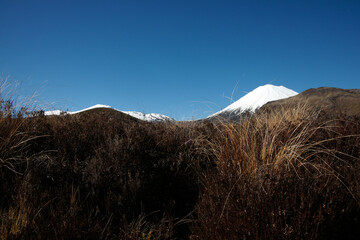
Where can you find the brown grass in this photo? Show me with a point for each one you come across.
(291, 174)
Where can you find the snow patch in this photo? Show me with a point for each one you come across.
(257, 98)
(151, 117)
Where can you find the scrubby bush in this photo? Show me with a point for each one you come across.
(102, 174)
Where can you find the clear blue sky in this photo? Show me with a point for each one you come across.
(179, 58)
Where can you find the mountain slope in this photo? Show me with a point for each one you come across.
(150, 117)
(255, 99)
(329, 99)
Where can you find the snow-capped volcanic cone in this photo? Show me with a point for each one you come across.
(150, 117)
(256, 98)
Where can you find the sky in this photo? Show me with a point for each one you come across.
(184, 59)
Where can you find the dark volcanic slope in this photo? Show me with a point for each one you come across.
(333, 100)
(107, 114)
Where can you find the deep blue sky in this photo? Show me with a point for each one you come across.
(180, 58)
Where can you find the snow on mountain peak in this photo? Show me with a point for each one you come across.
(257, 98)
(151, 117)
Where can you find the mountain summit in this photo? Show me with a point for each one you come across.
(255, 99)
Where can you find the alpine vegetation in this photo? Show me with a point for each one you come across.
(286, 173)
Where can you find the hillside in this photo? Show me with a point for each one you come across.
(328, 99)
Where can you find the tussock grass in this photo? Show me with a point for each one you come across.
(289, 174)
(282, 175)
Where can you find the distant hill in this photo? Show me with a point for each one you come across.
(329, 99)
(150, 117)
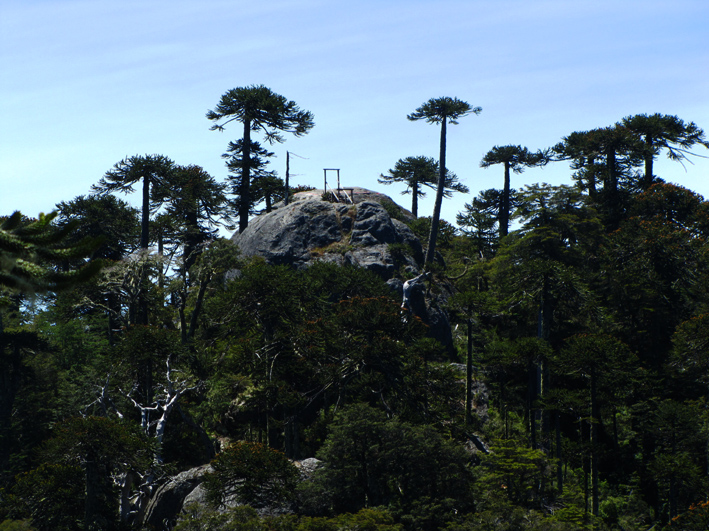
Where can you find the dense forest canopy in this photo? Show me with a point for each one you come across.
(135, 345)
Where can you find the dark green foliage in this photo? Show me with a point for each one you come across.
__________
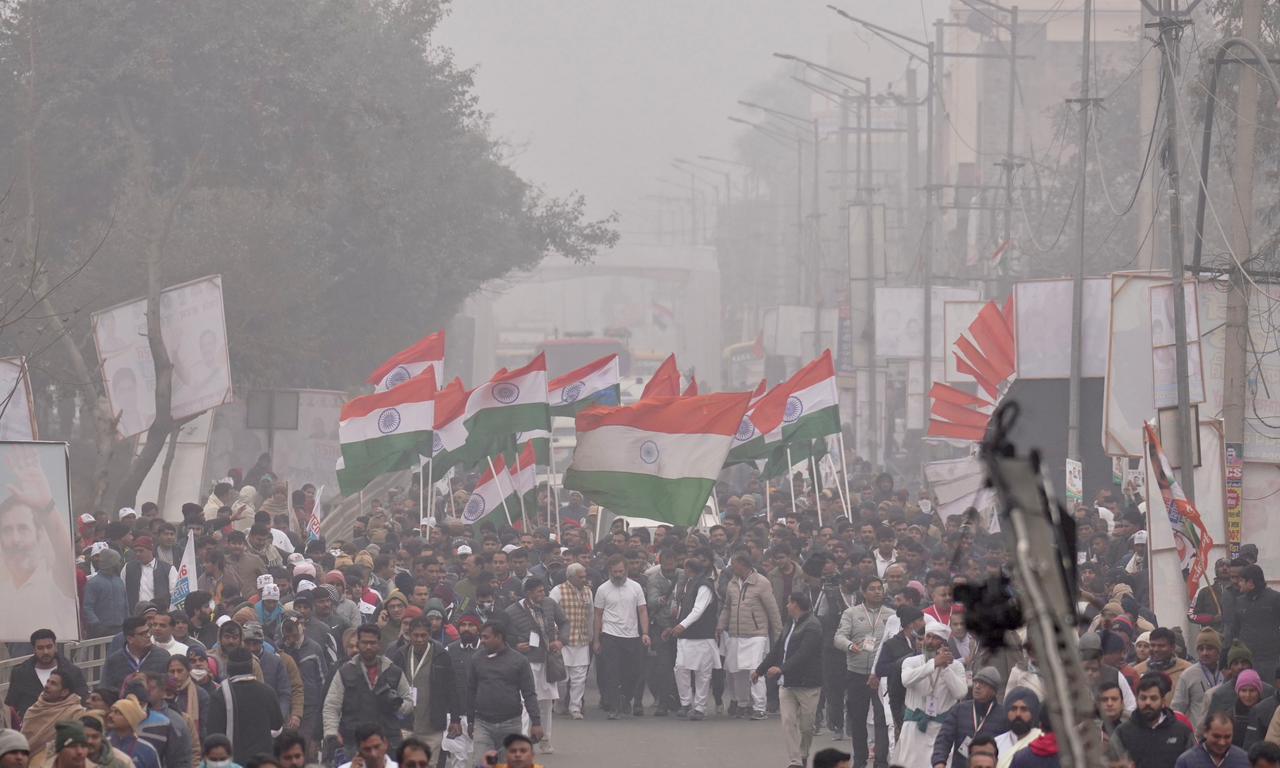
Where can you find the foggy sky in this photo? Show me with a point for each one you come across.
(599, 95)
__________
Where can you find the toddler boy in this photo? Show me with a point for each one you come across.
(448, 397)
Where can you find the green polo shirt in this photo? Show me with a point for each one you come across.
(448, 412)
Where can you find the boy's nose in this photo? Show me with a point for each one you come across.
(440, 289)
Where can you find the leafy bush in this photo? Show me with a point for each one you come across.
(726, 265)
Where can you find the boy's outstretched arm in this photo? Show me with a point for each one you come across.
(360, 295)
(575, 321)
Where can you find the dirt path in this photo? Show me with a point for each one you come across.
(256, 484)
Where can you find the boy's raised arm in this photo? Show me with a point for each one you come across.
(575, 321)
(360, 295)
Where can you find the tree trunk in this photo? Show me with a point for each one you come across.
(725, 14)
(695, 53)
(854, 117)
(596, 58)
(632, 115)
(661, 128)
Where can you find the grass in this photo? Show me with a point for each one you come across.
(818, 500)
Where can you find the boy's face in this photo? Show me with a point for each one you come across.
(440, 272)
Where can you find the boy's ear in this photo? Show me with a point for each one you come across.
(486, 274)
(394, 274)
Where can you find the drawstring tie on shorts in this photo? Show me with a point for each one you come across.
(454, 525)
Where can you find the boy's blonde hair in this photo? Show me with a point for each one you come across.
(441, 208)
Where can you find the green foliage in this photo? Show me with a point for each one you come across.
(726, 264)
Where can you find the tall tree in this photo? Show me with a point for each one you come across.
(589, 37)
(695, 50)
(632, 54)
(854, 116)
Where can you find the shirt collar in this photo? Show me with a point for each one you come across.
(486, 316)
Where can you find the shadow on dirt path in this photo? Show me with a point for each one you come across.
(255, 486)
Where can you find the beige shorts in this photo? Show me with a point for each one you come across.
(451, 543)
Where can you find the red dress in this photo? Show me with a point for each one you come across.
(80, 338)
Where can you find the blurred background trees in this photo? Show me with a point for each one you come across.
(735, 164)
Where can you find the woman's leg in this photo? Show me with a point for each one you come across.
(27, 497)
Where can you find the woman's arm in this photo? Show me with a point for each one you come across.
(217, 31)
__________
- [Direction]: Extract from the material every line that contains the word "grass" and list each one unchanged.

- [Response below]:
Where can you find the brown grass in this photo? Show me with a point for each one you come across.
Where can you find the tussock grass in this photo? Show me with a point for each one you come across.
Where can you find the grass in this photo? Show me with a point for each one you come across.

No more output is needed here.